◆ YOUR GOAL
State only how many lines in the data below contain the string "lamp". Matches are case-sensitive.

◆ INPUT RECORDS
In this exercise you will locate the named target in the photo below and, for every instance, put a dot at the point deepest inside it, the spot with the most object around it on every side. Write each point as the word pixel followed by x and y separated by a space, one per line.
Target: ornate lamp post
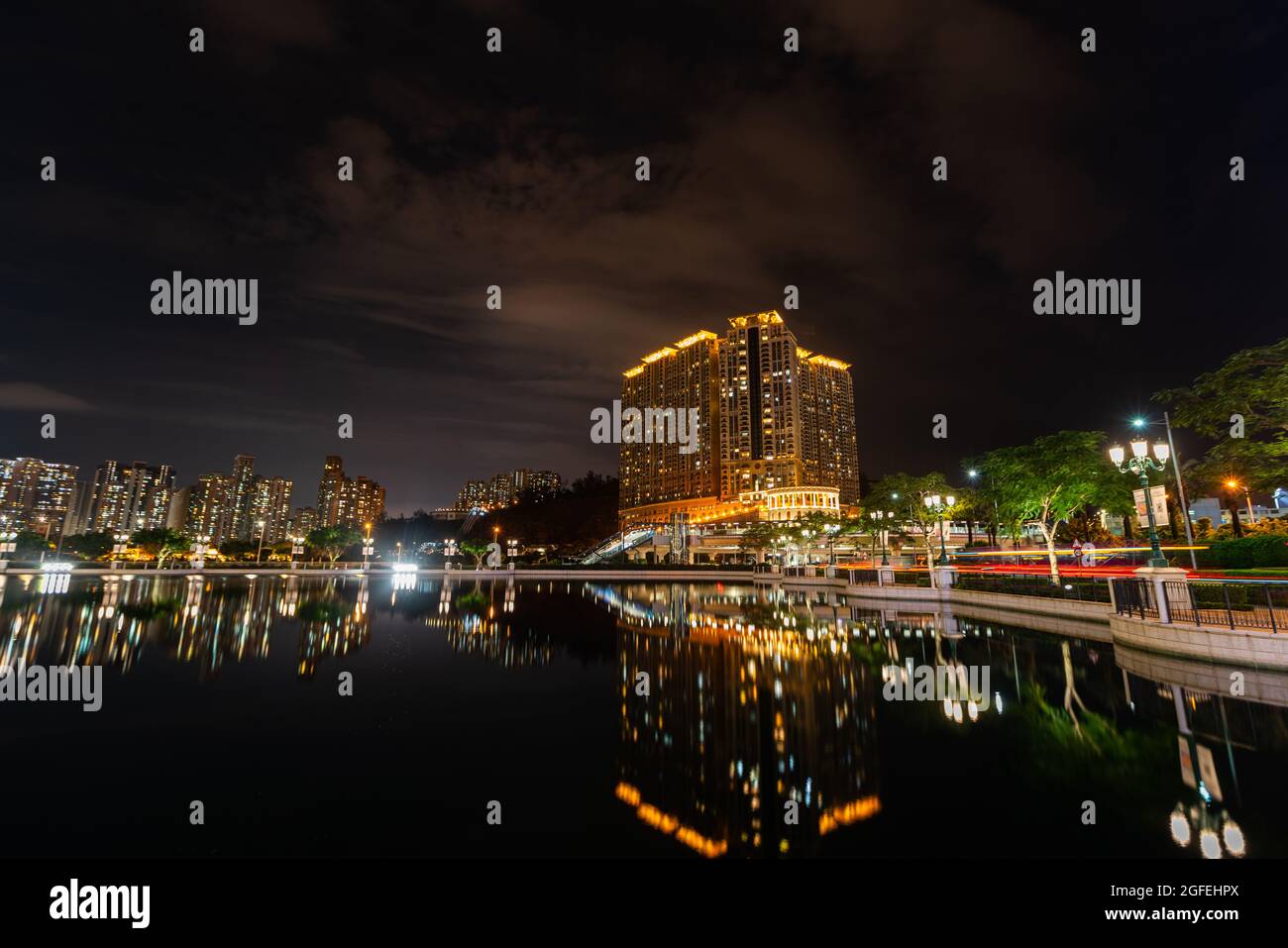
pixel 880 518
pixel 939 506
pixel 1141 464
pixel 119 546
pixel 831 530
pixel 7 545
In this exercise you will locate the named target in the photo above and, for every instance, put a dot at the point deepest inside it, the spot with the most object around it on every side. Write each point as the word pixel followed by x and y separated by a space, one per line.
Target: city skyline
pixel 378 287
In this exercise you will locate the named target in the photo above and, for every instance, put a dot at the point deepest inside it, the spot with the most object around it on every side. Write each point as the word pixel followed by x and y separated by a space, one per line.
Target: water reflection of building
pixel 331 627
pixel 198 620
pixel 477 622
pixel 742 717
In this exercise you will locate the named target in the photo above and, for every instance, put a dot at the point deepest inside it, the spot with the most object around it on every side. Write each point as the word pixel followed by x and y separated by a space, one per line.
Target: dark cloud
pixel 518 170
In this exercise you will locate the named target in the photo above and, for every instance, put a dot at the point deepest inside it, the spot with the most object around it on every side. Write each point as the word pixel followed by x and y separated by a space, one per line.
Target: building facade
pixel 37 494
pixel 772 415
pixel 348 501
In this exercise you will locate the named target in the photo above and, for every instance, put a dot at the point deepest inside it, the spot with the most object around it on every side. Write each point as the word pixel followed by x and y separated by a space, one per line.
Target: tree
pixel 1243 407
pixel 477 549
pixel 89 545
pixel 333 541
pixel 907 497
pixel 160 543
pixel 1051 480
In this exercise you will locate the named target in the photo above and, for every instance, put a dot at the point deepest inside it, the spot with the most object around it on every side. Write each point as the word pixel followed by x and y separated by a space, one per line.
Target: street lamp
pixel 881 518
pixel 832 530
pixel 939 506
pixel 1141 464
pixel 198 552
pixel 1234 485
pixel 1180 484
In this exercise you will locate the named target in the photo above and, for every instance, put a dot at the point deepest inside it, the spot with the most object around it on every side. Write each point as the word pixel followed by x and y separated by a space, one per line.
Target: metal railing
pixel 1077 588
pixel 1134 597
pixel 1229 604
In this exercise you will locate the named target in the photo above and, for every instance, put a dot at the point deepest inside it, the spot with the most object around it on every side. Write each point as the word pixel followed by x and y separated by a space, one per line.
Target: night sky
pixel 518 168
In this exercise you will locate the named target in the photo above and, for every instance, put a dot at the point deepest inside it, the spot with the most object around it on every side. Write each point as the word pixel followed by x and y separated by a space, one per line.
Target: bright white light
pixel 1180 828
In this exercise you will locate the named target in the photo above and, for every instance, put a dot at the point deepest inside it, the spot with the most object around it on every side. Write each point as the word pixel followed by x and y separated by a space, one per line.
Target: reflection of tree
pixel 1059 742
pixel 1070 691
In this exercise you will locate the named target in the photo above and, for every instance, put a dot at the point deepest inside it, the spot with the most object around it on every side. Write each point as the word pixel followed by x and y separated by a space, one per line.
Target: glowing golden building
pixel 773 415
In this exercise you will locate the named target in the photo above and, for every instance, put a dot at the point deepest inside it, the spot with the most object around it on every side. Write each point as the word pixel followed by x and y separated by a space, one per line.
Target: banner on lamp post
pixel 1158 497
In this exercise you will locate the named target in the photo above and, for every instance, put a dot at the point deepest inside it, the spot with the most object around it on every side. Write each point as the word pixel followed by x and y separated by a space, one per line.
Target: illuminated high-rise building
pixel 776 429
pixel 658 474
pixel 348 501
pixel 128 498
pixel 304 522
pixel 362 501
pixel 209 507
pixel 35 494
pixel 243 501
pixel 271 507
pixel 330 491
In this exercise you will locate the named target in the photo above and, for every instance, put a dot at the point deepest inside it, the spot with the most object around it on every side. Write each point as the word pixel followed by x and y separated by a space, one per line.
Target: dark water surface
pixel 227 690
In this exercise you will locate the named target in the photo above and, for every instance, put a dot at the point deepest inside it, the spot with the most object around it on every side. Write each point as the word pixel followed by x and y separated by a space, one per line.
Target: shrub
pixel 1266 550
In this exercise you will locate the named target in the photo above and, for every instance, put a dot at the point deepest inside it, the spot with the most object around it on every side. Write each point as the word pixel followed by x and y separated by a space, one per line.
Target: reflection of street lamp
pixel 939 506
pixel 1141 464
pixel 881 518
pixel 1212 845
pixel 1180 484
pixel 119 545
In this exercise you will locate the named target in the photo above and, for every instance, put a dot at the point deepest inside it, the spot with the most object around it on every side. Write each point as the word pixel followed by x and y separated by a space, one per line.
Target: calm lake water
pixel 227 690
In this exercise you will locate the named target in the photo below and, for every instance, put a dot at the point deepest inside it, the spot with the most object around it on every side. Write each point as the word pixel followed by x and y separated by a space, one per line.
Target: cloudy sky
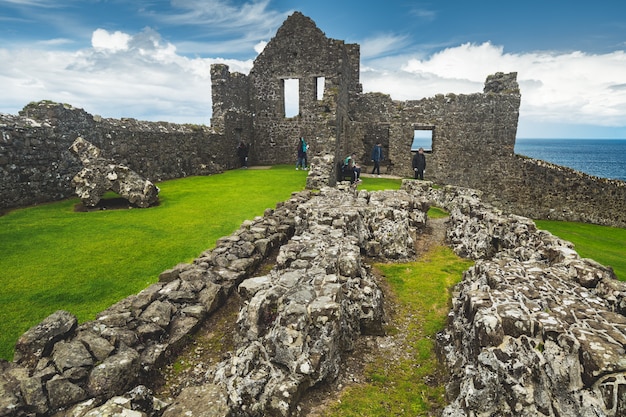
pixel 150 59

◆ ANSWER TO THE PROBLEM
4